◆ Page
No buffer space available

Hi,
 I was trying to fetch DMOZ open directory using using the exact example in
the nutch tutorial website. So did the following steps:
 mkdir db
mkdir segments
bin/nutch admin db -create
bin/nutch inject db -dmozfile ../nutch-0.7.1/content.rdf.u8 -subset 3000
bin/nutch generate db segments
s1=`ls -d segments/2* | tail -1`
echo $s1
bin/nutch fetch -showThreadID -noParsing -threads 50 $s1
bin/nutch updatedb db $s1
 It starts fetching the pages, but after couple hundred pages it starts
giving me this exception:
 "java.net.SocketException: No buffer space available"
 Do you have any idea why this might happen? I know it is running out of
availabe buffer for new socket, but why the old socket are not closed? Even
if a fetch fails its socket should be closed and the its buffer should get
freed!
 I tried both 0.7 and 0.7.1.
 Thanks. Nima

RE: No buffer space available

Posted by Fuad Efendi <fu...@efendi.ca>.
>It means the socket buffer is
>not global for all processes and VM assigns some certain portion of
>global buffer to each process.

Yes! Buffer should be shared for all IP packets, "common-sense", IP packet
contains information on a port number (Socket), and all IP packets share
same "buffer", then they are handled (passed to a higher layer in OSI, to
Transport Layer / TCP) accordingly to info found in IP header...
7 Layers of the OSI Model, http://www.webopedia.com/quick_ref/OSI_Layers.asp

Thanks


Re: No buffer space available

Posted by ni...@gmail.com.
I almost have the same setting. My Linux is Cent OS, I tried all sort
of TCP tunings,but it still gives me the same error.

I found something else, it works fine with 2 threads, and if I run
another instance of nutch on the same machine with 200 threads, the
200 threads one fails with No Buffer Space error after a while, but
the 2 threads one still working fine!! It means the socket buffer is
not global for all processes and VM assigns some certain portion of
global buffer to each process.

I could mange it to work on another machine with about 200 threads and
same connection speed, I could get almost 28 pages/sec with that
connection. Now, I am pretty sure this is OS related and nutch
problem.

Thanks for the helps and tips.

Nima


On 10/20/05, Fuad Efendi <fu...@efendi.ca> wrote:
> Check this please,
> net.ipv4.ip_local_port_range = 1024 65000
>
>
> I don't know Linux in-depth...

◆ Stated goal 1
Pull out the records below, starting at the line that contains "bird's head in this photo." and ending at the last line of the records. Repeat each of those lines without any change.

◆ Dataset items

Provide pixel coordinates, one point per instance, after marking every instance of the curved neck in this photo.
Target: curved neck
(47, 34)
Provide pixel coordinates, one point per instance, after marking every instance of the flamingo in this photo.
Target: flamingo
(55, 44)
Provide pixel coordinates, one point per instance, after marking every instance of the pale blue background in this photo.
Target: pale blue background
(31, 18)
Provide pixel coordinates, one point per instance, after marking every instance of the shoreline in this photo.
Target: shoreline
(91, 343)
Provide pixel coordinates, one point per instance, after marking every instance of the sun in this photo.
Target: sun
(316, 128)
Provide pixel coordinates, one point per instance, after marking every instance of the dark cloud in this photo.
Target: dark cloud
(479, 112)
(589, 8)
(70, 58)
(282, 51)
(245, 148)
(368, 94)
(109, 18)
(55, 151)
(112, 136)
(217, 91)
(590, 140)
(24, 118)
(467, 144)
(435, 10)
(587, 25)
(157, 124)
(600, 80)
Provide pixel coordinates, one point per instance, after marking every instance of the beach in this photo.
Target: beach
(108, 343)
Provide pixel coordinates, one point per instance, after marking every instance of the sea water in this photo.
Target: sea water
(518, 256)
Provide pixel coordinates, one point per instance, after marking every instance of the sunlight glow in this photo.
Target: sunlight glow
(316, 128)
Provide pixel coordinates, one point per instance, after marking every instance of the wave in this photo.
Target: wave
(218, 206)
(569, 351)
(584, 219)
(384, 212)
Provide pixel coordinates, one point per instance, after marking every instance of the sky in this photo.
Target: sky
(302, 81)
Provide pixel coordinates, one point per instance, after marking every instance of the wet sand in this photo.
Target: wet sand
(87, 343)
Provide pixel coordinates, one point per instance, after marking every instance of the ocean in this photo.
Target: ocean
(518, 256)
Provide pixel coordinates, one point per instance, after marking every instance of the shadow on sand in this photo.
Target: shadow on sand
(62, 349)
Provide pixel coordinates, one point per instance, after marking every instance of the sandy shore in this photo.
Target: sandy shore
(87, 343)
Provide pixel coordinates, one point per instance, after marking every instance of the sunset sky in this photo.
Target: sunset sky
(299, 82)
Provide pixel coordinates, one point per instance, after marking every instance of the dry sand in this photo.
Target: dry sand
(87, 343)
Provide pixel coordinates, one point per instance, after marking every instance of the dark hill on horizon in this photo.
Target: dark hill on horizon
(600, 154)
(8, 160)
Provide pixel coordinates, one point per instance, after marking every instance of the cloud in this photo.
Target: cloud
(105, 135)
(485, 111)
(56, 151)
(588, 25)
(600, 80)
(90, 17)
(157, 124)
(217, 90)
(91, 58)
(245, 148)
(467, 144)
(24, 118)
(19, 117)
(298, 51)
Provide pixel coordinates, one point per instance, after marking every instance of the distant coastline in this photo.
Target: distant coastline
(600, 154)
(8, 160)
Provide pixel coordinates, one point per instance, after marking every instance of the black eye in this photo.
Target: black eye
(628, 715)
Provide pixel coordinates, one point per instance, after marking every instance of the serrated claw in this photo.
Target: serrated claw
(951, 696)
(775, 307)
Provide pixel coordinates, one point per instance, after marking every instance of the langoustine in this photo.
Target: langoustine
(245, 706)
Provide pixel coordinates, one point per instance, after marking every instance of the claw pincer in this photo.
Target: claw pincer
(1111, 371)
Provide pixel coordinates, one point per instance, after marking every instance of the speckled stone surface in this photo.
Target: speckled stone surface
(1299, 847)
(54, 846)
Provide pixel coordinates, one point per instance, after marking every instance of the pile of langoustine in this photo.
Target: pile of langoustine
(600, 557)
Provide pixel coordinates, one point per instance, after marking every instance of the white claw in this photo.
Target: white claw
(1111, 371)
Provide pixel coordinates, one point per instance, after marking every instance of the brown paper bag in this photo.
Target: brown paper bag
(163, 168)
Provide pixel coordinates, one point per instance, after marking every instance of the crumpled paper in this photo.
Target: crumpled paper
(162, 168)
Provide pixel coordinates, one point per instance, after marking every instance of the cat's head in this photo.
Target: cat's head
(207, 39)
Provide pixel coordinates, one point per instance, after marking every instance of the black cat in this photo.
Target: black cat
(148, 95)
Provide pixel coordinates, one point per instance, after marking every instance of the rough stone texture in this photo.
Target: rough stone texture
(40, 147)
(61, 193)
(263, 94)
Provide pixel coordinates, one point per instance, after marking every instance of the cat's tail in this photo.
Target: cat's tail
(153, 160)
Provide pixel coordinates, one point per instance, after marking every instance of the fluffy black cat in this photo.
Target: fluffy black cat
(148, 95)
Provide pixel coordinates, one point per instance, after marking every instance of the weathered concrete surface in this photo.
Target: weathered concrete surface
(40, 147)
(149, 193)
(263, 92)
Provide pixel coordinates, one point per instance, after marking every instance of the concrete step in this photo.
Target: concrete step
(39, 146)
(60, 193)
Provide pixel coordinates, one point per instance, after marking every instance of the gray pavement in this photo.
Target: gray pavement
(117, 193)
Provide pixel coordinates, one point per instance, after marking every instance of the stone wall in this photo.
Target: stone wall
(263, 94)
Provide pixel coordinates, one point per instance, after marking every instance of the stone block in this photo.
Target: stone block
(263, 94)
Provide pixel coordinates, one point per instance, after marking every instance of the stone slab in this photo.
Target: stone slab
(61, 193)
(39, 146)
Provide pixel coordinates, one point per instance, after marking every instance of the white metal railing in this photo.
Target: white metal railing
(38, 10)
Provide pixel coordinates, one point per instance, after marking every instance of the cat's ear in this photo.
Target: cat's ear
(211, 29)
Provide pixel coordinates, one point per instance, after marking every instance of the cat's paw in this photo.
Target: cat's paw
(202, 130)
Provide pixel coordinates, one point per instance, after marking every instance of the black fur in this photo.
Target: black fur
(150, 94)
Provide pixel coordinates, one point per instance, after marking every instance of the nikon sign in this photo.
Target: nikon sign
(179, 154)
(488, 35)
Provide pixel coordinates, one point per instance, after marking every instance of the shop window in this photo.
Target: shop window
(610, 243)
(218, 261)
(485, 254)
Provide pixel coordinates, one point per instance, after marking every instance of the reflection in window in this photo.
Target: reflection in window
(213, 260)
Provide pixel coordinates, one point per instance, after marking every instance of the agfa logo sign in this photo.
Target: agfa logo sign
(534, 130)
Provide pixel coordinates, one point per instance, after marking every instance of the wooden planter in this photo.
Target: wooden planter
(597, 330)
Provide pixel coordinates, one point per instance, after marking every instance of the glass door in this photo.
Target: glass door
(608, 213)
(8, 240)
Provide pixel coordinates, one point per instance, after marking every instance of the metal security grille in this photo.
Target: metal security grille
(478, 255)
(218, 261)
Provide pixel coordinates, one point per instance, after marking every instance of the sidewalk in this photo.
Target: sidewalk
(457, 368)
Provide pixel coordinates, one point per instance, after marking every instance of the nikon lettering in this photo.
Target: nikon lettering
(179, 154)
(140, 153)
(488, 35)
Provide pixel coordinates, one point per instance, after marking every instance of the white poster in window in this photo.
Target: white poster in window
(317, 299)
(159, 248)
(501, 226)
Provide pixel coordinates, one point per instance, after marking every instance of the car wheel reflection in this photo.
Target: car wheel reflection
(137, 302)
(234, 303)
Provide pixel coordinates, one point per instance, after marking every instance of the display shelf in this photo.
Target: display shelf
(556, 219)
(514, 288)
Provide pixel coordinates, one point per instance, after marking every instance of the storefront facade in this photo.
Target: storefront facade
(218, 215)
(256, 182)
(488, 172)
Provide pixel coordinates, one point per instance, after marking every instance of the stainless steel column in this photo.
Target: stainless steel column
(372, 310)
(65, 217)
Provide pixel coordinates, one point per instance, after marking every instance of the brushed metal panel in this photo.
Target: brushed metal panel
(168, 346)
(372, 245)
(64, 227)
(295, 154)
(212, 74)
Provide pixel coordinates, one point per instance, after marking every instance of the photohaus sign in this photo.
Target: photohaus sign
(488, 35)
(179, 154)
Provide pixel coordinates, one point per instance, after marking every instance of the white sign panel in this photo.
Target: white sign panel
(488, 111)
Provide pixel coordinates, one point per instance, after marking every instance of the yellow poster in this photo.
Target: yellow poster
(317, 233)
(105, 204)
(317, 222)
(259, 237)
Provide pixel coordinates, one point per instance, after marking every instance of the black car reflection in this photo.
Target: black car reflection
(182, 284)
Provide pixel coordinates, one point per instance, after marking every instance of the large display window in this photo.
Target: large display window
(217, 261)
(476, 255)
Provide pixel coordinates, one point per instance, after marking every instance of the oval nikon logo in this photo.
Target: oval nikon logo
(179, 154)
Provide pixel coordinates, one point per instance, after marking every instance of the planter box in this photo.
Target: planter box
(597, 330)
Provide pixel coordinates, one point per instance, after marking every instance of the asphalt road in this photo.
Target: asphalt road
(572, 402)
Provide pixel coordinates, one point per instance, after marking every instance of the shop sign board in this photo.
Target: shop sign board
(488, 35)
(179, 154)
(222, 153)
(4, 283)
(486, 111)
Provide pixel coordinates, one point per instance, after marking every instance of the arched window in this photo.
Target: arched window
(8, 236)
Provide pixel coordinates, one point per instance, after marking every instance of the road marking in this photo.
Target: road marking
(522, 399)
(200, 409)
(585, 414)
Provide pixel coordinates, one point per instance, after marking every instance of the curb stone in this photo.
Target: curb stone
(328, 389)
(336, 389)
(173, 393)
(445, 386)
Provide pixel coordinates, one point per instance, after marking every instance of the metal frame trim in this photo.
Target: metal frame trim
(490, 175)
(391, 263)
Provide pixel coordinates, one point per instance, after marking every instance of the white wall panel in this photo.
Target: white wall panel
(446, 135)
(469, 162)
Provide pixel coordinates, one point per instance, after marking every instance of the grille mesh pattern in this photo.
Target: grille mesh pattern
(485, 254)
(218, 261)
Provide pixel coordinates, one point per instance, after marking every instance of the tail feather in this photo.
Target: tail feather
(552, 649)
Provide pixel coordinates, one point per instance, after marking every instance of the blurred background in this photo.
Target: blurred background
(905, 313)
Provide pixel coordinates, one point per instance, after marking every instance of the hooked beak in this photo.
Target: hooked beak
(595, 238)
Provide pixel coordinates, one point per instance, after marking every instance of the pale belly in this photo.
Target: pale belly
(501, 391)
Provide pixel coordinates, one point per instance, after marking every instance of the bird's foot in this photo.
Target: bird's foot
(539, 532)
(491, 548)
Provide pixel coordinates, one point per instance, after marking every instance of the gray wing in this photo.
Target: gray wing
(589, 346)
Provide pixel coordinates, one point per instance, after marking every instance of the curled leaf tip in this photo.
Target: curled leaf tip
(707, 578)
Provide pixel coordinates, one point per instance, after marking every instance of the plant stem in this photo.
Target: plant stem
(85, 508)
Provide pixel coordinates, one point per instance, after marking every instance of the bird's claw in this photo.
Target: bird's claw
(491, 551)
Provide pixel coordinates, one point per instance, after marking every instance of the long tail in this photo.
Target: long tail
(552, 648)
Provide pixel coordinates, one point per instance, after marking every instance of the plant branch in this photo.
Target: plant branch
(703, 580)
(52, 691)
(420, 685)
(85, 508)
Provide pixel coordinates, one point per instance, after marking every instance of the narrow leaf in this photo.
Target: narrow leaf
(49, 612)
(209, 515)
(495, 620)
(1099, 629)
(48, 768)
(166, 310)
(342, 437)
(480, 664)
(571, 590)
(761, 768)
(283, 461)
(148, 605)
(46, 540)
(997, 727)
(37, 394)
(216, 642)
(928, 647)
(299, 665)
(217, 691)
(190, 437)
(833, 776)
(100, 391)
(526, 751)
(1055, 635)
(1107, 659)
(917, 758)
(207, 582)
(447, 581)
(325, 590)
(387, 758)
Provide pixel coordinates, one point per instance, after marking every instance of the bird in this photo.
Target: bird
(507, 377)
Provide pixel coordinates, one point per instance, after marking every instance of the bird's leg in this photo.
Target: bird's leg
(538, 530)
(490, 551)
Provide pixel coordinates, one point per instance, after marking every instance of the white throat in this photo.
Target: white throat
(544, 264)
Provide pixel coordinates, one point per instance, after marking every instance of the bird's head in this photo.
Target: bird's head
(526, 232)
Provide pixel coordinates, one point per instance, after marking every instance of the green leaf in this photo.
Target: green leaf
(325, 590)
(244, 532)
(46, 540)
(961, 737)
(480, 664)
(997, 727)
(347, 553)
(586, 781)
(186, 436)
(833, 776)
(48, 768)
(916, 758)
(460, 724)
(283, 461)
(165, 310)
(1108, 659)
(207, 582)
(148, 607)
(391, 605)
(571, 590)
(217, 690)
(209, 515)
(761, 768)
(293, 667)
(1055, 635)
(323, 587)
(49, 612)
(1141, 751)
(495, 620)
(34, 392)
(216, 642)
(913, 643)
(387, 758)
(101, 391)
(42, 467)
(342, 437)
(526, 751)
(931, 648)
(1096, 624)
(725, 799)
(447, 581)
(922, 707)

◆ Stated goal 2
Reproduce the forum thread word for word, starting at "Do you have" and ending at "0.7 and 0.7.1.".

◆ Result 1
Provide pixel coordinates, one point per instance, after marking every instance of the bird's head in this photo.
Target: bird's head
(526, 232)
Provide pixel coordinates, one point per instance, after marking every instance of the green leaf in this photo.
Target: green leaf
(325, 590)
(244, 532)
(46, 540)
(961, 737)
(480, 664)
(997, 727)
(347, 553)
(586, 781)
(186, 436)
(833, 776)
(48, 768)
(916, 758)
(460, 724)
(283, 461)
(165, 310)
(1108, 659)
(207, 582)
(148, 607)
(391, 605)
(571, 590)
(217, 690)
(209, 515)
(761, 768)
(293, 667)
(1055, 635)
(323, 587)
(49, 612)
(1141, 751)
(495, 620)
(34, 392)
(216, 642)
(913, 643)
(387, 758)
(101, 391)
(42, 467)
(342, 437)
(526, 751)
(931, 648)
(1096, 624)
(725, 799)
(447, 581)
(922, 707)

◆ Result 2
Do you have any idea why this might happen? I know it is running out of
availabe buffer for new socket, but why the old socket are not closed? Even
if a fetch fails its socket should be closed and the its buffer should get
freed!
 I tried both 0.7 and 0.7.1.